• **Task goal**
Would you restate, exactly as they appear, the lines from the one containing "Target: green grass" through the end of the data below?

::: Data provided

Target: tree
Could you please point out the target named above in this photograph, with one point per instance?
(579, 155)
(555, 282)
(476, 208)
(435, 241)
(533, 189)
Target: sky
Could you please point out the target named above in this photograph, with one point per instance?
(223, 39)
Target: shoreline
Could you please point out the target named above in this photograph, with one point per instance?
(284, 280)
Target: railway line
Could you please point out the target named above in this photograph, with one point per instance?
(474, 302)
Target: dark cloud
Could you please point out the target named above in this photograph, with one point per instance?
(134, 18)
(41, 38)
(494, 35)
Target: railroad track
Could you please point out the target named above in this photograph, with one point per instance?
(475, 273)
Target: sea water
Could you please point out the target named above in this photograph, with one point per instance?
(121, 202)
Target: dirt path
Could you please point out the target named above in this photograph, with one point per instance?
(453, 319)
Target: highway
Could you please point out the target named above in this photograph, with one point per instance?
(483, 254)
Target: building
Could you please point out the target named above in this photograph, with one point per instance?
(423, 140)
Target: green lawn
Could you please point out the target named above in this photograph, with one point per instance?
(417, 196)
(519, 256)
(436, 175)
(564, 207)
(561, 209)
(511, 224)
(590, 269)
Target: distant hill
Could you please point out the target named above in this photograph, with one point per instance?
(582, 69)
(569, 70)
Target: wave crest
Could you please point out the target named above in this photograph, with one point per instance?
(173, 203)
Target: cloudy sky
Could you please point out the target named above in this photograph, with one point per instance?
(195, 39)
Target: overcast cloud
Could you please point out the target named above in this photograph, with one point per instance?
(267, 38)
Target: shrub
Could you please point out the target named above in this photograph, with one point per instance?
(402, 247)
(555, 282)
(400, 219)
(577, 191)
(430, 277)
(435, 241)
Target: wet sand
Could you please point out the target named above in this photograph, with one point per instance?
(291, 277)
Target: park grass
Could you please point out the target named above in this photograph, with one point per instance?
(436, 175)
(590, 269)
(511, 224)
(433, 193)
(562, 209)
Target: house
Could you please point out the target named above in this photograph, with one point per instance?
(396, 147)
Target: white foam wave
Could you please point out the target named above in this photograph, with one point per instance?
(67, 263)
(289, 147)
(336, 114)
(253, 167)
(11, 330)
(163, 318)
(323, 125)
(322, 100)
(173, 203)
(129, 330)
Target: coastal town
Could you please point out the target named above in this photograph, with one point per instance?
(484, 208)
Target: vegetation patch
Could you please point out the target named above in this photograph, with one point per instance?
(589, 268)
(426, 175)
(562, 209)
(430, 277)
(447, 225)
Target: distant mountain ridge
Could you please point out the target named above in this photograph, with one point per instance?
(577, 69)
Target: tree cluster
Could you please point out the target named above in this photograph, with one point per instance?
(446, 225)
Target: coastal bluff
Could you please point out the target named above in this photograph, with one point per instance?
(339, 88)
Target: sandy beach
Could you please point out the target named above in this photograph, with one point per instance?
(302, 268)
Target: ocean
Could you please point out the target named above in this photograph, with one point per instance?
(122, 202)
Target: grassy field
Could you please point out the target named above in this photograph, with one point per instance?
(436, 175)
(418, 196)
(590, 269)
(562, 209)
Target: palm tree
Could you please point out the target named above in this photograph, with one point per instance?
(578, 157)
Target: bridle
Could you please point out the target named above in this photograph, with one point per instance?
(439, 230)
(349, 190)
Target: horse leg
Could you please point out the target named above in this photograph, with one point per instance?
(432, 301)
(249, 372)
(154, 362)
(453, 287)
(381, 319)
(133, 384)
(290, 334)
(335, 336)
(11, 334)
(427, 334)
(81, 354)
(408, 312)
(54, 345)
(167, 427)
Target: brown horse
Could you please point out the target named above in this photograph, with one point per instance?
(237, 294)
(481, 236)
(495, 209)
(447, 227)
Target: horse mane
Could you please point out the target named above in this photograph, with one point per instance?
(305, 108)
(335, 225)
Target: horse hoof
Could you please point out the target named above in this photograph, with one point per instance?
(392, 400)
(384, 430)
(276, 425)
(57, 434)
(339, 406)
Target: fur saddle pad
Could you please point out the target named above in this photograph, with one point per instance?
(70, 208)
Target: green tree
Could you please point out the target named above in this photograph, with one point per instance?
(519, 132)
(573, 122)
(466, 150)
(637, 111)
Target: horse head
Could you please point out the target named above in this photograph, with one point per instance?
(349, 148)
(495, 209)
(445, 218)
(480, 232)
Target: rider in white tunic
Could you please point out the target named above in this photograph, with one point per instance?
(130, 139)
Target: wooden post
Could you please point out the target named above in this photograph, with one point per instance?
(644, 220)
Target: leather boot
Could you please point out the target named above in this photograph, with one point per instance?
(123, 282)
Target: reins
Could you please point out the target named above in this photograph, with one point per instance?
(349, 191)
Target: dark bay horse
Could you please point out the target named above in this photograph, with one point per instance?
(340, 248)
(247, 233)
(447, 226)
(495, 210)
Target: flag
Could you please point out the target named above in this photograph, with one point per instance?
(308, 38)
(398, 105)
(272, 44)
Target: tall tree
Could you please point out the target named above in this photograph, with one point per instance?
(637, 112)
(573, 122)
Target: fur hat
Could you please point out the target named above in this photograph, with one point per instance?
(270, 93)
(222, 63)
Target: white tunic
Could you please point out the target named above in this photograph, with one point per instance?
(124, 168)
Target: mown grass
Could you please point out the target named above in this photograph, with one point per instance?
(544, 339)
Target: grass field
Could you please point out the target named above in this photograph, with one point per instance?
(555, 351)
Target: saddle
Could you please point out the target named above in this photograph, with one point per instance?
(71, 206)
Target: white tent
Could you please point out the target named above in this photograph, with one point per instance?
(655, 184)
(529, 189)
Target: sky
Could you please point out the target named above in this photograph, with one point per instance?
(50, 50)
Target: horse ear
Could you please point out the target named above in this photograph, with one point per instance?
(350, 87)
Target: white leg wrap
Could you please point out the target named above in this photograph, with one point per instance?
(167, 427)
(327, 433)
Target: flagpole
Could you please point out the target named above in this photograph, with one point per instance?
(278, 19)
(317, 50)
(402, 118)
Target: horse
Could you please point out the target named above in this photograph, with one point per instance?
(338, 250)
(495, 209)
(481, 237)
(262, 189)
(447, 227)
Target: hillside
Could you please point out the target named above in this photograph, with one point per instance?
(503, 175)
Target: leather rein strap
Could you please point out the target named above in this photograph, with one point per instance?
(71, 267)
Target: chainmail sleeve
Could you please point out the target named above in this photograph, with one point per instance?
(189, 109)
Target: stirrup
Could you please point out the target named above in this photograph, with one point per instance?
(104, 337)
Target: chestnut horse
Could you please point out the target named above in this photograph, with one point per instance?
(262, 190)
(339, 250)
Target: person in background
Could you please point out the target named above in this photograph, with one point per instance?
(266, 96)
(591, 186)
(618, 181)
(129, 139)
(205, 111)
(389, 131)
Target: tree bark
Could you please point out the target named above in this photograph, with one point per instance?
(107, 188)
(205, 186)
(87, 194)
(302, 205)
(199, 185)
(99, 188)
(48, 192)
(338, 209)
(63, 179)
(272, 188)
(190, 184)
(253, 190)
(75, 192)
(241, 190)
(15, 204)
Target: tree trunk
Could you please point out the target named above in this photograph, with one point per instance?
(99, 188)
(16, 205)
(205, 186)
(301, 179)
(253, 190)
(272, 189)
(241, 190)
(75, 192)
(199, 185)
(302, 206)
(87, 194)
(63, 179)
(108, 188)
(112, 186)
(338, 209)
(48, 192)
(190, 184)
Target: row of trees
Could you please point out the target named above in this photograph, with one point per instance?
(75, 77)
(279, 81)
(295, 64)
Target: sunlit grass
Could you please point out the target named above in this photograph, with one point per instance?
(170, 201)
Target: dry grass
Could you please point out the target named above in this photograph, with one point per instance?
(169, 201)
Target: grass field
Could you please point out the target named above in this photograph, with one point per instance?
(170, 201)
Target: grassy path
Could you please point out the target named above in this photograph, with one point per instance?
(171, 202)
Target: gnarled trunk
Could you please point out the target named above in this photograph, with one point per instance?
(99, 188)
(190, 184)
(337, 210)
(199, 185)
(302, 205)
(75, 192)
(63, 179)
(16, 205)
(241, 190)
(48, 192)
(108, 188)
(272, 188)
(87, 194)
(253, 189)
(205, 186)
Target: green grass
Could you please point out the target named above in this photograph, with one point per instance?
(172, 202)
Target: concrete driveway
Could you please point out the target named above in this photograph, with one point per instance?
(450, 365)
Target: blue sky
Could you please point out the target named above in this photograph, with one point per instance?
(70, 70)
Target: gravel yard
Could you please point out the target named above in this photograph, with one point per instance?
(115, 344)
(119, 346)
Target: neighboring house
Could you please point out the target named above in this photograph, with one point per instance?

::::::

• **Task output**
Target: green grass
Could you please point out the target named above in this photograph, with one point per instance?
(172, 202)
Target: concrete driveway
Could you please point out the target named above in this photograph, with one point per instance?
(450, 365)
Target: blue sky
Could you please point out the target named above in this photograph, with one point per instance?
(70, 70)
Target: gravel yard
Could you please point out the target named above in this photograph, with one point per instance?
(115, 344)
(119, 346)
Target: neighboring house
Could you please point out the target named above in this photograph, with one point per instance?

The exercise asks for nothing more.